Copy out the entries exactly, from the first line to the last.

--- Start of Record extracts ---

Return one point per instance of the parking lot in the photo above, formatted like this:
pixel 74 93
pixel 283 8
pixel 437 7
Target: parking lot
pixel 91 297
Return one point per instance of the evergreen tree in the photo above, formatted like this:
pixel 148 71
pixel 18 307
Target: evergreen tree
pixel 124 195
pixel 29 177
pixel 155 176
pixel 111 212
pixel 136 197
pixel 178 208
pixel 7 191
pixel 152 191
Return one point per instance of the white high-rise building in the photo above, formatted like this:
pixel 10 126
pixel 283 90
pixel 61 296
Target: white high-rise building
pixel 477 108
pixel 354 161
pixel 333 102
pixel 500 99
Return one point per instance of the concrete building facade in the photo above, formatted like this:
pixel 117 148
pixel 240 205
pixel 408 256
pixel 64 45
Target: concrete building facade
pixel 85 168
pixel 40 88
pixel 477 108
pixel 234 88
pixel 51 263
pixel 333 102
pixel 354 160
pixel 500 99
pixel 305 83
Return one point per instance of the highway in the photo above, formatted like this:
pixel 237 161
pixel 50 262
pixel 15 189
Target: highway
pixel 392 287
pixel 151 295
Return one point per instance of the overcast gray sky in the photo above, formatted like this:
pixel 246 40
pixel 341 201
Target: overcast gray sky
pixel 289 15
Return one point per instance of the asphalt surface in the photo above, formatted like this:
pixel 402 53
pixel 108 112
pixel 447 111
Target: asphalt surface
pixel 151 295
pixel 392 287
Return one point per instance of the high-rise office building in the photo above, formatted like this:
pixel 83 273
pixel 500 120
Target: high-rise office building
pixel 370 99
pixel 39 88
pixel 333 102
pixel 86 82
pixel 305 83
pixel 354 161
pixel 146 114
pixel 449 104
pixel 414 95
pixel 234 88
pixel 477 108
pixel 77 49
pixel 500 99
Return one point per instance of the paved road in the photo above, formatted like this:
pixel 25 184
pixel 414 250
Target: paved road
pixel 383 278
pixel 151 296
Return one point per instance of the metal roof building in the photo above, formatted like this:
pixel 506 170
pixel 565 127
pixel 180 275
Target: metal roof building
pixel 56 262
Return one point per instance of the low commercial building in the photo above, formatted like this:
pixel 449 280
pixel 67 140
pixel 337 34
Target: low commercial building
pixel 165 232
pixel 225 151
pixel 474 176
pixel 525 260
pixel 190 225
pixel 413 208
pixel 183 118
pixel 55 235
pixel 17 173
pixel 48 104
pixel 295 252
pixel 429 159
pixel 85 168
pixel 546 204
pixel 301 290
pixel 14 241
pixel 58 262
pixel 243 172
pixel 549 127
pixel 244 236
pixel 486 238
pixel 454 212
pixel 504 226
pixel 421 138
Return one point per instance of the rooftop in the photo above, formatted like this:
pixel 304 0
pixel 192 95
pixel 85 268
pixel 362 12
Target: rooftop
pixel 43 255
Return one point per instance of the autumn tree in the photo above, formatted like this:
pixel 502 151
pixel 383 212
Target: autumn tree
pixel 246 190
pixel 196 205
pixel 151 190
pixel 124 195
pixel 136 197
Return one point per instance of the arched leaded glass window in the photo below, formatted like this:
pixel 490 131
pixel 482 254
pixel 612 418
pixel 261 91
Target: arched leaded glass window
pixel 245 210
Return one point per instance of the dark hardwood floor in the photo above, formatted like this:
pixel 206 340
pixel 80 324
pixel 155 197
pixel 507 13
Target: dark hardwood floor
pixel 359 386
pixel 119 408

--- End of Record extracts ---

◆ Answer to the problem ◆
Return one point per instance of the parking lot in the photo above, formatted like this:
pixel 74 93
pixel 283 8
pixel 437 7
Target: parking lot
pixel 91 297
Return one point per instance of the evergreen tree in the photo above, formatted like this:
pixel 148 71
pixel 18 307
Target: evergreen tree
pixel 124 195
pixel 29 177
pixel 155 176
pixel 111 212
pixel 136 197
pixel 178 208
pixel 7 191
pixel 152 191
Return one point per instance of the white high-rise building in the photo above, formatted like this:
pixel 10 126
pixel 283 90
pixel 61 296
Target: white high-rise building
pixel 477 108
pixel 354 161
pixel 333 102
pixel 500 99
Return one point per instance of the concrete building facade in the photo above, formatted like this:
pixel 117 148
pixel 240 205
pixel 408 256
pixel 64 45
Target: concrete building facade
pixel 85 168
pixel 40 88
pixel 477 108
pixel 234 88
pixel 51 263
pixel 333 102
pixel 354 160
pixel 500 99
pixel 305 83
Return one point per instance of the highway in the photo above, formatted like this:
pixel 237 161
pixel 50 262
pixel 15 189
Target: highway
pixel 392 287
pixel 151 295
Return one point per instance of the overcast gray sky in the photo above, formatted like this:
pixel 246 40
pixel 341 201
Target: overcast gray sky
pixel 289 15
Return one point per instance of the asphalt surface in the photo above, formatted like this:
pixel 402 53
pixel 108 112
pixel 447 111
Target: asphalt surface
pixel 151 295
pixel 392 287
Return one point per instance of the high-rise office building in the photo above, formatted like this:
pixel 83 273
pixel 500 120
Target: high-rise office building
pixel 370 99
pixel 39 88
pixel 333 102
pixel 86 82
pixel 305 83
pixel 354 161
pixel 146 114
pixel 449 104
pixel 414 95
pixel 234 88
pixel 477 108
pixel 77 49
pixel 500 99
Return one point per instance of the paved road in the photo above, formatted like this:
pixel 25 184
pixel 414 250
Target: paved road
pixel 383 278
pixel 151 296
Return one point per instance of the metal roof building in the photo above, formatted like this:
pixel 506 170
pixel 565 127
pixel 180 275
Target: metal roof building
pixel 56 262
Return one point per instance of the low commercial building in the photo above, formatted like this:
pixel 449 280
pixel 67 140
pixel 337 34
Target: low commercial building
pixel 165 232
pixel 225 151
pixel 474 176
pixel 525 260
pixel 190 225
pixel 413 208
pixel 183 118
pixel 55 235
pixel 17 173
pixel 48 104
pixel 295 252
pixel 429 159
pixel 85 168
pixel 546 204
pixel 301 290
pixel 14 241
pixel 58 262
pixel 243 172
pixel 549 127
pixel 244 236
pixel 486 238
pixel 454 212
pixel 504 226
pixel 421 138
Return one point per instance of the rooftop in the photo above, formatted like this:
pixel 304 0
pixel 192 95
pixel 85 268
pixel 362 12
Target: rooftop
pixel 43 255
Return one point per instance of the autumn tree in the photo above, formatted like this:
pixel 502 151
pixel 383 212
Target: autumn tree
pixel 246 190
pixel 196 205
pixel 151 190
pixel 124 195
pixel 136 197
Return one point per instance of the arched leaded glass window in the photo below, formatted like this:
pixel 490 131
pixel 482 254
pixel 612 418
pixel 261 91
Target: arched leaded glass window
pixel 245 210
Return one point per instance of the dark hardwood floor in the photo above, formatted like this:
pixel 206 340
pixel 80 324
pixel 155 197
pixel 507 13
Target: dark hardwood floor
pixel 359 386
pixel 119 408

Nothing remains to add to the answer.